Instruções do exercício:
Segundo o excerto da página, em que localidade vão decorrer as festas em honra de Nossa Senhora da Salvação?

Excerto da página:
----
Mas a candura da velha desarmou-me por completo, ela nem tinha percebido nada, parece que ela não se atrevia e entrar, só deixava que a vaca empurrasse a cancela!
Com isso aprendi a reconhecer várias espécies de ervas daninhas e as melhores técnicas para as arrancar pela raíz, na esperança de não voltarem a crescer. além disso ganhei uma amiga e o homem ficou tão admirado com este entendimento que decidiu repor a calçada sem cobrar a dobrar!
Mas nem com as ervas as técnicas são infalíveis, as de má raça voltam a nascer por muito cerce que se cortem e, mal nos distraímos, aí estão fortes e arrogantes.
As coisas que se aprendem no campo...
Que experiência deliciosa caríssima Suzana!!
ResponderEliminarEu diria que até a "Malhadinha" lhe está reconhecida, pois deixou de ter de arrancar com as "beiçolas" as ervas do chão. :))))
Em linguagem de vaca, foi como se passasse pelo snack lá da aldeia só para fazer um petisquinho.
Pois esse conhecimento pela experiência, que tão bem descreve, é efectivamente uma das grandes mais valias para um citadino que experimenta os "sabores" do campo. E tal qual o poema do Carlos Tê, aprende-se a conhecer os frutos e as sementeiras, a tratar por tu os ofícios, a entender o suão e os animais, falar o dialecto da terra, conhecer-lhe o corpo pelos sinais.
Não querendo abusar deste espaço, queria deixar a informação de que, a partir de dia 8 do próximo mês, até dia 16, vão decorrer as festas em honra de Nossa Senhora da Salvação em Arruda dos Vinhos. Não conheço ainda o programa das mesmas, logo que o conheça, divulga-lo-ei. Desejo ainda convidar os autores e os comentadores do 4R que tenham disponibilidade e desejem, a participar num churrasco ao ar livre, na minha residência e posteriormente visitar os festejos, de preferência num dia em que haja tourada, se todos forem apreciadores do espectáculo. Pensem nisso e contactem-me para o endereço c_torcato@hotmail.com.
----
Entradas de dados armazenadas:
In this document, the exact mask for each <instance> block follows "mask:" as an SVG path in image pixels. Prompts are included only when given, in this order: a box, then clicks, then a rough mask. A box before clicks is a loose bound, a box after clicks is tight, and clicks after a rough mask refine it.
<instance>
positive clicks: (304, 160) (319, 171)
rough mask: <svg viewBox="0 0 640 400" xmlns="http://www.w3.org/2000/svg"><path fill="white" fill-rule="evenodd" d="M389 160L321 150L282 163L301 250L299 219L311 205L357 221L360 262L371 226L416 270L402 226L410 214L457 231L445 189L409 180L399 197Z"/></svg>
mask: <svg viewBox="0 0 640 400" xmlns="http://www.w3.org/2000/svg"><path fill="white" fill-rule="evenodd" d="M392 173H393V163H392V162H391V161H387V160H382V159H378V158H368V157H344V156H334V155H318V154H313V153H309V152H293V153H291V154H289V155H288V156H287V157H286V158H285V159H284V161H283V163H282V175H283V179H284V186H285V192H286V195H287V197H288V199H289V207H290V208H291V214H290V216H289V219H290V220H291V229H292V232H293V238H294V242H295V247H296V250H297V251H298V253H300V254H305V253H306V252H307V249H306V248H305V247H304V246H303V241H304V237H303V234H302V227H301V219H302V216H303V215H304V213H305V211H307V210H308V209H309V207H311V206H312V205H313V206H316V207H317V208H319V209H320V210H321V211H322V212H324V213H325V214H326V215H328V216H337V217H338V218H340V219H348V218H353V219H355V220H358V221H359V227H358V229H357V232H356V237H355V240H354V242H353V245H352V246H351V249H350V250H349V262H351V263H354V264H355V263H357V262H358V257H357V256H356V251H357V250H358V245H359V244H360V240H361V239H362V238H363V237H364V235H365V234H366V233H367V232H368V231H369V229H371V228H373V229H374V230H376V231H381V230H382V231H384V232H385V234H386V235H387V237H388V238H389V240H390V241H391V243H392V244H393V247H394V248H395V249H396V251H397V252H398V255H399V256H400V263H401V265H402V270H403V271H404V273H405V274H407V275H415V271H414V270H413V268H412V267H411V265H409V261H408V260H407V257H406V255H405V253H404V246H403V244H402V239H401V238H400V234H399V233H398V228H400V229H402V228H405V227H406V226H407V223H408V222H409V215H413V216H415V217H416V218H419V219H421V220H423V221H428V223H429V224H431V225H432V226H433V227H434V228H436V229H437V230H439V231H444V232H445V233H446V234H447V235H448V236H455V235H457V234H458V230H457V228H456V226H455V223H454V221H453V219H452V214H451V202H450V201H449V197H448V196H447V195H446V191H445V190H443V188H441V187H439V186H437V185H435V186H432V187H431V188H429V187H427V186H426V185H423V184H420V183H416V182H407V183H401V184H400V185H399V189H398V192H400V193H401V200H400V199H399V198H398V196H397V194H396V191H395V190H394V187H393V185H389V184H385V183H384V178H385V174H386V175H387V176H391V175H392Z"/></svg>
----
Resposta ao exercício:
Em Arruda dos Vinhos.